- _Text extract_
━━━━━━━━━━

Week 2 Assignment – Shamima Tahaminah

The TedEd talk: Why I Love a Country That Once Betrayed Me given by George Takei gave personal experience on what it was like being a Japanese American during WWll. Takei speaks vividly on what exactly happened the day the soldiers came to rile up all the Japanese Americans after President Franklin Roosevelt proposed the internment camps. From the mass hysteria that spread across America, Takei and his family suffered from extreme loss once the war has ended. However, he shared a heroic action done by the Japanese Americans who fought in WWll in Europe that would happen to change everything about Takei. 

Takei runs around the theme of American democracy and what it truly meant to be an American. As the hysteria grew across America this became harder for Takei to accept and understand. Takei found himself being confused and distraught in the fact that America wrote all these amazing things in their textbooks about freedom and all men were created equal when he couldn’t line up his childhood imprisonment experience. His father once told him “…our democracy is a people’s democracy, and it can be as great as the people can be, but it is also fallible as people are.” This made Takei understand a part of what it takes to be apart of that democracy how it can change and vary depending on the people so it is important to have good people apart of it. His personal experience with his past and hearing about the 442nds risking their lives just to find a place in America to be accepted turned into why he loves this country despite it turning it’s back on him.

━━━━━━━━━━

- _Record set_
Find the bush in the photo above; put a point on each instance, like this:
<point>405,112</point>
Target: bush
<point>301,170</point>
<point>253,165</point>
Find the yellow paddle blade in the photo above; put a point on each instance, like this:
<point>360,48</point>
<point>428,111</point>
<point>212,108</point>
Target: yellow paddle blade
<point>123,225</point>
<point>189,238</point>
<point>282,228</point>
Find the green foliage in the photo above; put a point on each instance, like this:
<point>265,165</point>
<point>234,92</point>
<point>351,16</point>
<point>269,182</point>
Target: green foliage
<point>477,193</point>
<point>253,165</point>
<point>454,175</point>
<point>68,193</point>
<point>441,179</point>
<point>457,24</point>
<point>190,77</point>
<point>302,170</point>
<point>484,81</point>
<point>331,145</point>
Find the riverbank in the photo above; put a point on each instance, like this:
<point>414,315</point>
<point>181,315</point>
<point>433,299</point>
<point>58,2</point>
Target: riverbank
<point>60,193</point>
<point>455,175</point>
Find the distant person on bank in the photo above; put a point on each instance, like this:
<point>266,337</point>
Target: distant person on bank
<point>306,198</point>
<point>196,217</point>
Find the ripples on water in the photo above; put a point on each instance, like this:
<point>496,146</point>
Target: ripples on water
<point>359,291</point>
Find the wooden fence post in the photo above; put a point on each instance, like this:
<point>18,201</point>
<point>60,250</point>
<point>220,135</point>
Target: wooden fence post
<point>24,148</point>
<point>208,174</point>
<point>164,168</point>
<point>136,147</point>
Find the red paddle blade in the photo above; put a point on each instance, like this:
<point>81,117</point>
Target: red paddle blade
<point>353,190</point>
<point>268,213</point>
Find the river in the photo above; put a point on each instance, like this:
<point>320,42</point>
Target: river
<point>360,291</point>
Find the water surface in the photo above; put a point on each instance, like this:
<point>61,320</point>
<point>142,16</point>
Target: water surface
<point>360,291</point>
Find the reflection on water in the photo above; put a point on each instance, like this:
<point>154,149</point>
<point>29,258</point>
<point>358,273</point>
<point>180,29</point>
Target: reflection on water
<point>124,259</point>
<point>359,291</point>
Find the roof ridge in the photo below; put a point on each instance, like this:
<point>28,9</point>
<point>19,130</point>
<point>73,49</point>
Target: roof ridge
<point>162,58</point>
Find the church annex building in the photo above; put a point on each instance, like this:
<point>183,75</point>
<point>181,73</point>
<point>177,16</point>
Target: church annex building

━━━━━━━━━━

- _Exercise objective_
Reproduce the entire Week 2 assignment on George Takei's talk word for word, with no changes.

- _Solution for this problem_
Week 2 Assignment – Shamima Tahaminah

The TedEd talk: Why I Love a Country That Once Betrayed Me given by George Takei gave personal experience on what it was like being a Japanese American during WWll. Takei speaks vividly on what exactly happened the day the soldiers came to rile up all the Japanese Americans after President Franklin Roosevelt proposed the internment camps. From the mass hysteria that spread across America, Takei and his family suffered from extreme loss once the war has ended. However, he shared a heroic action done by the Japanese Americans who fought in WWll in Europe that would happen to change everything about Takei. 

Takei runs around the theme of American democracy and what it truly meant to be an American. As the hysteria grew across America this became harder for Takei to accept and understand. Takei found himself being confused and distraught in the fact that America wrote all these amazing things in their textbooks about freedom and all men were created equal when he couldn’t line up his childhood imprisonment experience. His father once told him “…our democracy is a people’s democracy, and it can be as great as the people can be, but it is also fallible as people are.” This made Takei understand a part of what it takes to be apart of that democracy how it can change and vary depending on the people so it is important to have good people apart of it. His personal experience with his past and hearing about the 442nds risking their lives just to find a place in America to be accepted turned into why he loves this country despite it turning it’s back on him.